* **Work instructions**: Read the records and write them out again exactly.

━━━━━ Entries supplied

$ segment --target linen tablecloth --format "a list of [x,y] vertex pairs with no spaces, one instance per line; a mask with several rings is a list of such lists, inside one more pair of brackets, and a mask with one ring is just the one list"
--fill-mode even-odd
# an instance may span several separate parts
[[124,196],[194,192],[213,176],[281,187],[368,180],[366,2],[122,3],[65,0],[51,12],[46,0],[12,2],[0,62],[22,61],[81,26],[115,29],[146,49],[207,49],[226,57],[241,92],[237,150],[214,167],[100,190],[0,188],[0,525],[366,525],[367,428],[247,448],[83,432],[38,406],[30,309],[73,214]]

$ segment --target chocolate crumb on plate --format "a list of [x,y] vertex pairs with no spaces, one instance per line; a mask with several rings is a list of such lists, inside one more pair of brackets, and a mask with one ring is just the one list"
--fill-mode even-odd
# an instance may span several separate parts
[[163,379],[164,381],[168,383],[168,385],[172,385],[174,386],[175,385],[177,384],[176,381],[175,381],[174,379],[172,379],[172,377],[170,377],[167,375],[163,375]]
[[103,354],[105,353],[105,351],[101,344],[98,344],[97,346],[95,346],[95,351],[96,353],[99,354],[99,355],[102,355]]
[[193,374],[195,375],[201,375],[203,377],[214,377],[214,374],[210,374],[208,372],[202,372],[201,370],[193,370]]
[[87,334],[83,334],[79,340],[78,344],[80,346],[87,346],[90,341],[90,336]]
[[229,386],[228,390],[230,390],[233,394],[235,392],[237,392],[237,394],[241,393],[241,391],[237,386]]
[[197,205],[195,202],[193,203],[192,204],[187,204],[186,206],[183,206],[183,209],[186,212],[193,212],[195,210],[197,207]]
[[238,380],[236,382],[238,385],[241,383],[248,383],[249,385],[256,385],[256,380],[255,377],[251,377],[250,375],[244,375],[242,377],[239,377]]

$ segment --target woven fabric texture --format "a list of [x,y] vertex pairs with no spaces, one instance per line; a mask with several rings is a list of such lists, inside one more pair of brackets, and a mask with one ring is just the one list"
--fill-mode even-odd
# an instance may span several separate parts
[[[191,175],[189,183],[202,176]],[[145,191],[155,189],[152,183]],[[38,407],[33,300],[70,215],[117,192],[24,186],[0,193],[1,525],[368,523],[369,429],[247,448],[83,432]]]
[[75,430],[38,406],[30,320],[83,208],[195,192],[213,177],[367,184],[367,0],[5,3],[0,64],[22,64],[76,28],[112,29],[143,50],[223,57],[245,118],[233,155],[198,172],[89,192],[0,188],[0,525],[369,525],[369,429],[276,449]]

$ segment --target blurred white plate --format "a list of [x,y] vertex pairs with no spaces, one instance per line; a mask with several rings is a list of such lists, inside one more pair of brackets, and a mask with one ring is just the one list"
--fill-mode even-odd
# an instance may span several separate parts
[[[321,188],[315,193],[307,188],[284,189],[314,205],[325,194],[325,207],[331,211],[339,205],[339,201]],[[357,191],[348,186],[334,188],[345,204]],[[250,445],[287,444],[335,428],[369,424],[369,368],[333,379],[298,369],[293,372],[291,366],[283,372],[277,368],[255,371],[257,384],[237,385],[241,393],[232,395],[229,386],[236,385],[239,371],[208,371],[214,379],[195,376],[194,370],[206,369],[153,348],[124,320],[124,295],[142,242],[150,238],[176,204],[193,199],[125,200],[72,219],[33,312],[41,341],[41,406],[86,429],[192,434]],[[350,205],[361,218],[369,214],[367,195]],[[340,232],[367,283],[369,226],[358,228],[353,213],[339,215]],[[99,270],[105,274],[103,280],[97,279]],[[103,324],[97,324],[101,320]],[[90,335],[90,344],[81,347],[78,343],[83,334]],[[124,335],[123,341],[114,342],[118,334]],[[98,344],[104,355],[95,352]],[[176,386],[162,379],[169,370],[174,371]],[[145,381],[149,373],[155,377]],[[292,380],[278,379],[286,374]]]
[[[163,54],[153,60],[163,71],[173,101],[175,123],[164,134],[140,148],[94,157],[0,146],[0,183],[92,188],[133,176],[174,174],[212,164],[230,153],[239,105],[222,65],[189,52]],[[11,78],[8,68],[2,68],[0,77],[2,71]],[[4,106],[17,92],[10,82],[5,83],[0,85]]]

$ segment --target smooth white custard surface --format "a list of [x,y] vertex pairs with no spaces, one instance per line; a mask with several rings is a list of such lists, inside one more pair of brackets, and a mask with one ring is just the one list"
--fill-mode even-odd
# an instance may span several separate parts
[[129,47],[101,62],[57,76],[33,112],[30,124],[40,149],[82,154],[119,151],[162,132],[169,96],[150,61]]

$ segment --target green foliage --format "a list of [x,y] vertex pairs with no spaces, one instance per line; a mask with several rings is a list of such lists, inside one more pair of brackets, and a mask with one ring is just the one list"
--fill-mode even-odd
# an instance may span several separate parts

━━━━━━━━━━

* **Exercise answer**:
$ segment --target linen tablecloth --format "a list of [x,y] vertex pairs with no spaces, one instance per line; a mask with several rings is a list of such lists, inside one more pair of brackets, and a mask with one ring is just the one list"
--fill-mode even-odd
# an instance may span several separate parts
[[124,196],[194,192],[213,176],[281,187],[368,180],[366,2],[122,3],[65,0],[51,12],[46,0],[12,2],[0,62],[22,61],[81,26],[115,29],[146,49],[207,49],[226,57],[241,92],[237,150],[214,167],[100,190],[0,188],[0,525],[366,525],[367,428],[247,448],[83,432],[38,406],[30,309],[73,214]]

$ segment --target chocolate crumb on plate --format "a list of [x,y] vertex pairs with no spaces, one instance per line; a mask with several rings is a list of such lists, inside one more pair of brackets, and a mask with one ring is just the one list"
--fill-mode even-odd
# an instance may span several separate parts
[[163,379],[164,381],[168,383],[168,385],[172,385],[174,386],[175,385],[177,384],[176,381],[175,381],[174,379],[172,379],[172,377],[170,377],[167,375],[163,375]]
[[103,354],[105,353],[105,351],[101,344],[98,344],[97,346],[95,346],[95,351],[96,353],[99,354],[99,355],[102,355]]
[[193,374],[195,375],[201,375],[203,377],[214,377],[214,374],[210,374],[208,372],[202,372],[201,370],[193,370]]
[[87,334],[83,334],[79,340],[78,344],[80,346],[87,346],[90,341],[90,336]]
[[229,386],[228,390],[230,390],[233,394],[235,392],[237,392],[237,394],[241,393],[241,391],[237,386]]
[[197,205],[195,202],[193,203],[192,204],[187,204],[186,206],[183,206],[183,209],[186,212],[193,212],[195,210],[197,207]]
[[238,380],[236,382],[238,385],[241,383],[248,383],[249,385],[256,385],[256,380],[255,377],[251,377],[250,375],[244,375],[242,377],[239,377]]

$ segment --target woven fabric texture --format "a list of [x,y] vertex pairs with no spaces, one instance per line; a mask with several rings is a list of such lists, inside one more pair of brackets, and a mask with one ring is just the one list"
--fill-mode even-odd
# an instance may span several separate parts
[[[191,175],[189,183],[202,176]],[[145,191],[155,189],[152,183]],[[38,407],[33,300],[70,215],[117,192],[24,186],[0,193],[1,525],[368,523],[369,429],[247,448],[83,432]]]
[[75,430],[38,406],[30,320],[83,208],[195,192],[213,177],[367,184],[367,0],[5,3],[0,64],[22,64],[76,28],[112,29],[143,50],[223,57],[245,118],[233,155],[198,172],[89,192],[0,188],[0,525],[369,525],[369,429],[276,449]]

$ segment --target blurred white plate --format "a list of [x,y] vertex pairs with no spaces, one instance per line; a mask with several rings is a list of such lists, inside one more pair of brackets, and a mask with one ring is just the one list"
--fill-mode even-odd
# an instance may span several separate parts
[[[321,188],[315,193],[307,188],[284,189],[314,205],[325,194],[325,207],[331,211],[339,205],[339,201]],[[357,191],[348,186],[334,188],[345,204]],[[250,445],[287,444],[335,428],[369,424],[369,368],[333,379],[298,369],[293,372],[291,366],[283,372],[277,368],[255,371],[257,384],[237,385],[241,393],[232,395],[229,386],[236,385],[239,371],[208,371],[214,379],[195,376],[194,370],[206,369],[153,348],[124,320],[124,295],[142,242],[150,238],[176,204],[193,199],[125,200],[72,219],[33,312],[41,341],[41,406],[86,429],[192,434]],[[350,205],[361,218],[369,214],[367,195]],[[340,232],[367,283],[369,226],[358,228],[353,213],[339,215]],[[99,270],[105,274],[103,280],[97,279]],[[103,324],[97,324],[101,320]],[[90,335],[90,344],[81,347],[78,343],[83,334]],[[124,335],[123,341],[114,342],[118,334]],[[98,344],[104,355],[95,352]],[[176,386],[162,379],[169,370],[174,371]],[[145,381],[149,373],[155,377]],[[292,380],[278,379],[286,374]]]
[[[163,54],[153,60],[163,71],[173,101],[175,123],[164,134],[140,148],[94,157],[0,146],[0,183],[92,188],[133,176],[174,174],[212,164],[230,153],[239,105],[222,65],[189,52]],[[11,78],[8,68],[2,68],[0,77],[2,71]],[[4,106],[17,92],[10,82],[5,83],[0,85]]]

$ segment --target smooth white custard surface --format "a list of [x,y] vertex pairs with no spaces, one instance per line; a mask with several rings is a list of such lists, inside one more pair of brackets, and a mask with one ring is just the one list"
--fill-mode even-odd
# an instance may span several separate parts
[[129,47],[101,62],[57,76],[33,112],[30,124],[40,149],[82,154],[119,151],[162,132],[169,96],[150,61]]

$ segment --target green foliage --format "a list of [x,y] vertex pairs with no spaces, one instance per line; a mask with several rings is a list of such lists, inside one more pair of brackets, and a mask with one ring is just the one list"
--fill-mode even-odd
# an instance may span several separate parts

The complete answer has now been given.